### Task requirements
Format the rows from the line containing "concrete pole in the photo above." through the line containing "(1133, 243)", both ends included, as a numbered list, omitting blank lines.

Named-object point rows
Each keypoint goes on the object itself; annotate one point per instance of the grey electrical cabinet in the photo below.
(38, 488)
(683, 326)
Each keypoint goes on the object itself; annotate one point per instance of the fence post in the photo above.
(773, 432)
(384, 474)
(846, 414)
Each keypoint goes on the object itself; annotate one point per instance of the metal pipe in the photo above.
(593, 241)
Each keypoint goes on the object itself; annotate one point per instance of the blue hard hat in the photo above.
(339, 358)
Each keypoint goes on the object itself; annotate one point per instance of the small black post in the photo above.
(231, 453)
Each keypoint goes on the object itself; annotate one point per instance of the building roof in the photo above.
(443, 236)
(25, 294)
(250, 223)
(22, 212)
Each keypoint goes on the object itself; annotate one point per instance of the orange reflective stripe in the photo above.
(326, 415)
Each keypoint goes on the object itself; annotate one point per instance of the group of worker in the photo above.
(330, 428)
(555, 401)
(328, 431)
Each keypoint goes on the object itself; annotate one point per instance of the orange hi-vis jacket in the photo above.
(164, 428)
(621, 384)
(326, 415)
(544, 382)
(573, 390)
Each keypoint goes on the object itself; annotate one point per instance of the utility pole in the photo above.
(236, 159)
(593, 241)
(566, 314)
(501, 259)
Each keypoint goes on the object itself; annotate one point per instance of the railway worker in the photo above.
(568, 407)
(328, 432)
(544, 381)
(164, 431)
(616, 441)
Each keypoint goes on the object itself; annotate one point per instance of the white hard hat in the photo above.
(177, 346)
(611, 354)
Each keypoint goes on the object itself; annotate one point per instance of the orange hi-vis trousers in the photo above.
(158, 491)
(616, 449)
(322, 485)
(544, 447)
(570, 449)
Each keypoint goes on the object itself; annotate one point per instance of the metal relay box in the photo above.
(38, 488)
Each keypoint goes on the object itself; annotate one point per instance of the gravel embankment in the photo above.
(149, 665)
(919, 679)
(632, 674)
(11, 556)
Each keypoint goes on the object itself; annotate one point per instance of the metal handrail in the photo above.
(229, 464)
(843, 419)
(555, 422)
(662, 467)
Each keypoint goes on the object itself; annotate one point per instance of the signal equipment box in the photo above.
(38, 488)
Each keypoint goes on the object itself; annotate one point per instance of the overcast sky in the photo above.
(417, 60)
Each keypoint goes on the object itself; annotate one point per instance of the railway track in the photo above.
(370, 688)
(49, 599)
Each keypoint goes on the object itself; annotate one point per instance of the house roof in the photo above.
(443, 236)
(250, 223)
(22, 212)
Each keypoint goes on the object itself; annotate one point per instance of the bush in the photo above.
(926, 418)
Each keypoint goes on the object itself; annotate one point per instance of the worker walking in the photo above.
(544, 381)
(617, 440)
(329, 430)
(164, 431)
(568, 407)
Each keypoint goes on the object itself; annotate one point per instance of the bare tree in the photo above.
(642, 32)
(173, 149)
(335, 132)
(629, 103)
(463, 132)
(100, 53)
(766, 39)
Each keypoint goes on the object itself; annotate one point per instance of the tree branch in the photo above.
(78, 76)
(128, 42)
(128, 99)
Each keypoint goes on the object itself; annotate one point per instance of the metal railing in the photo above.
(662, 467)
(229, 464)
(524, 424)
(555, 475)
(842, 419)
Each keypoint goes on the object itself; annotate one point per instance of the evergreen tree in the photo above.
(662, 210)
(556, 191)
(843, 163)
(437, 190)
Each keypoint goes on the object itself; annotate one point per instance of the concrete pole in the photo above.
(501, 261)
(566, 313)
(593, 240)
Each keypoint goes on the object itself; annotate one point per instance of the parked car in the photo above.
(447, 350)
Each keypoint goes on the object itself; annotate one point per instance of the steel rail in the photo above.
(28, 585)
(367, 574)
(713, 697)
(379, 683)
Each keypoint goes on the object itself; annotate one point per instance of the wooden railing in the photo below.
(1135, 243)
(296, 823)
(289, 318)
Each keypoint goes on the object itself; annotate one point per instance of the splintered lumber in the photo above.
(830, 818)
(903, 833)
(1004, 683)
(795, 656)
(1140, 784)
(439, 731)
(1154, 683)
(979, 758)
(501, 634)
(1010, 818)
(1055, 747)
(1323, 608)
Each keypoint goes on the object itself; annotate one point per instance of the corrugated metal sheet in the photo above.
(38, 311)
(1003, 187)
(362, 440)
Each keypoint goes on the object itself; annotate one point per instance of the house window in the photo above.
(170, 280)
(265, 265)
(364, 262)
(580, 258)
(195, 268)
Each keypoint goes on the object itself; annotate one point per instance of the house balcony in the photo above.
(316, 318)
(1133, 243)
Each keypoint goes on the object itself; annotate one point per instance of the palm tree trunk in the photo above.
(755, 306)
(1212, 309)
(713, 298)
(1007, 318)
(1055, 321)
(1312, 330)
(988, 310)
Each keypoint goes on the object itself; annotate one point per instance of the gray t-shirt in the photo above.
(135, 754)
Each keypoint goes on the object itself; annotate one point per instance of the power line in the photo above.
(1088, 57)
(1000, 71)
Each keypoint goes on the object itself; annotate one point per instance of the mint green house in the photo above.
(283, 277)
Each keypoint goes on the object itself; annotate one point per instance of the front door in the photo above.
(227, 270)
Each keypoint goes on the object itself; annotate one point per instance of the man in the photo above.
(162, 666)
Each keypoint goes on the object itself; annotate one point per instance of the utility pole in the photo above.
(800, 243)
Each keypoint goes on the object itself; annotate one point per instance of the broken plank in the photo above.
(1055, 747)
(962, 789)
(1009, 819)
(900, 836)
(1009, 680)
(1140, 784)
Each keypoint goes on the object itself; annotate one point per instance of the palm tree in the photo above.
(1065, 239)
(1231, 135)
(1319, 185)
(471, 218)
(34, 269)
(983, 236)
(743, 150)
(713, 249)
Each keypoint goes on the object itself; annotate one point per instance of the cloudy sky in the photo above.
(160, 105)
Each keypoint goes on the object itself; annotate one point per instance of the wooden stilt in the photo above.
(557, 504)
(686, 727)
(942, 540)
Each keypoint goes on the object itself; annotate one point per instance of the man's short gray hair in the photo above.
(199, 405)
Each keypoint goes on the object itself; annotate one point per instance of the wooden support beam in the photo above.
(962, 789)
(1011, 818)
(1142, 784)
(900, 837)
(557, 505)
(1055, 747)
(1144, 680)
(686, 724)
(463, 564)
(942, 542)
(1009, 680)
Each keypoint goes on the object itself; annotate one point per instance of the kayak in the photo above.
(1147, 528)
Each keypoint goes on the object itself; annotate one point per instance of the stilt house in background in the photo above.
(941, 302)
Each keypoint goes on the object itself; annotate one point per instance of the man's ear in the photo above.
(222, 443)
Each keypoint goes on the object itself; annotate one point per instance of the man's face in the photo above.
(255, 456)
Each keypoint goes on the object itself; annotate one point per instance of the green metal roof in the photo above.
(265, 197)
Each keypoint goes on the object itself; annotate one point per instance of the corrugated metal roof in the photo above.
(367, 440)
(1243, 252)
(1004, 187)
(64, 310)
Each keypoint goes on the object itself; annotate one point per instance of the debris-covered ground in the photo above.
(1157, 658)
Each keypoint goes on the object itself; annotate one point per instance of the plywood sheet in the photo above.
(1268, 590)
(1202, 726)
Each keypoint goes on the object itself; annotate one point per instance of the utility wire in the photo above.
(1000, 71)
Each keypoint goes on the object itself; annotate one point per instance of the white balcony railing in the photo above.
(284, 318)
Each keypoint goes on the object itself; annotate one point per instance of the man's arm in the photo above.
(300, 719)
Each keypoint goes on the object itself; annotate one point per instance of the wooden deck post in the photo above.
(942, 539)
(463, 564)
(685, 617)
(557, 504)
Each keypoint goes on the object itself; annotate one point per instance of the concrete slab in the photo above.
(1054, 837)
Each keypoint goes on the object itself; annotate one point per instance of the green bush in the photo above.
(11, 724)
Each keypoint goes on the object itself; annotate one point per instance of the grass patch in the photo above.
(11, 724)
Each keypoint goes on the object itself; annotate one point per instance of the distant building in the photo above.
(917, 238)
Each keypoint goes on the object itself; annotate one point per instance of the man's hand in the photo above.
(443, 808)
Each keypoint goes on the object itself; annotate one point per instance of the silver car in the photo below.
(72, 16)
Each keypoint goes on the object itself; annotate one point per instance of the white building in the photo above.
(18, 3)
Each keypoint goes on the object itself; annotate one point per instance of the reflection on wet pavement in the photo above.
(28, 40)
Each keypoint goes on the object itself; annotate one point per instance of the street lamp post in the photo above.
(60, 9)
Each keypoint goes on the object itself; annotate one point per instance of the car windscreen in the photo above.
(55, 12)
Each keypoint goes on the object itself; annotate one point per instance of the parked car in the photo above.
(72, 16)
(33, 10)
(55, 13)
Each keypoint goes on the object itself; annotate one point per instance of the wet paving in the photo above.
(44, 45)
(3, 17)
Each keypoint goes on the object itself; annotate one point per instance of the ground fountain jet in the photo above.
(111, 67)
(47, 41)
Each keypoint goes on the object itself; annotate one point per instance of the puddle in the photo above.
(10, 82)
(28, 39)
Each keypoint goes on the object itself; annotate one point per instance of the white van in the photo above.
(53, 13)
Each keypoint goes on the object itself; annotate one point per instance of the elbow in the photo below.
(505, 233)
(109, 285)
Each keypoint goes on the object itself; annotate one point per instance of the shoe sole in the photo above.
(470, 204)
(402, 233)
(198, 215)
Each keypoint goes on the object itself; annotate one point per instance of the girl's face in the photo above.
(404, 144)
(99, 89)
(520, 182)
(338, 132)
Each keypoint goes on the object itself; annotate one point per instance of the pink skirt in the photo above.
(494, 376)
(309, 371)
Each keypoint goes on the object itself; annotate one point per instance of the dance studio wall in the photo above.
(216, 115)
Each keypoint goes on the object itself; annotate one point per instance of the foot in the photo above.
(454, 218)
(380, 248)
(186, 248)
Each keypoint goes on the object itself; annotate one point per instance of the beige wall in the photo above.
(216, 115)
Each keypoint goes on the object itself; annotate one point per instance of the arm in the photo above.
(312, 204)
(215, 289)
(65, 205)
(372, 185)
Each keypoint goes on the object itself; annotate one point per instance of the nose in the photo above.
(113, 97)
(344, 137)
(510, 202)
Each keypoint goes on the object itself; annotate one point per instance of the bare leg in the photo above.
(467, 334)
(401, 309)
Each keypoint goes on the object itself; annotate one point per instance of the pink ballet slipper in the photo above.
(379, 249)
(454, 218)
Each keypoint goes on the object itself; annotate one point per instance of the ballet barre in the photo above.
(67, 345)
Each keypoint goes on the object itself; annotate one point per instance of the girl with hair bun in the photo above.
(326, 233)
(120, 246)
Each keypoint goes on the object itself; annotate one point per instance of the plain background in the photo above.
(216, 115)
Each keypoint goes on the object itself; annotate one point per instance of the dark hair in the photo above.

### Output for this task
1. Each keypoint goes on the object itself; annotate one point per instance of the concrete pole in the photo above.
2. (501, 261)
3. (566, 313)
4. (593, 240)
5. Each keypoint goes on the object itself; annotate one point per instance of the parked car in the photo above.
6. (447, 350)
7. Each keypoint goes on the object itself; annotate one point per instance of the steel rail in the photo above.
8. (28, 585)
9. (367, 574)
10. (713, 697)
11. (379, 683)
12. Each keypoint goes on the object itself; annotate one point per instance of the wooden railing in the photo below.
13. (1135, 243)
14. (296, 823)
15. (289, 318)
16. Each keypoint goes on the object itself; annotate one point per instance of the splintered lumber in the photo above.
17. (830, 818)
18. (903, 833)
19. (1004, 683)
20. (795, 656)
21. (1140, 784)
22. (439, 731)
23. (1154, 683)
24. (979, 758)
25. (501, 634)
26. (1010, 818)
27. (1055, 747)
28. (1323, 608)
29. Each keypoint goes on the object itself; annotate one point per instance of the corrugated metal sheet in the photo above.
30. (38, 311)
31. (1003, 187)
32. (362, 440)
33. Each keypoint goes on the object itself; annotate one point per instance of the house window in the photo above.
34. (170, 280)
35. (265, 265)
36. (364, 262)
37. (580, 258)
38. (195, 268)
39. Each keypoint goes on the object itself; annotate one point per instance of the house balcony in the photo above.
40. (316, 318)
41. (1133, 243)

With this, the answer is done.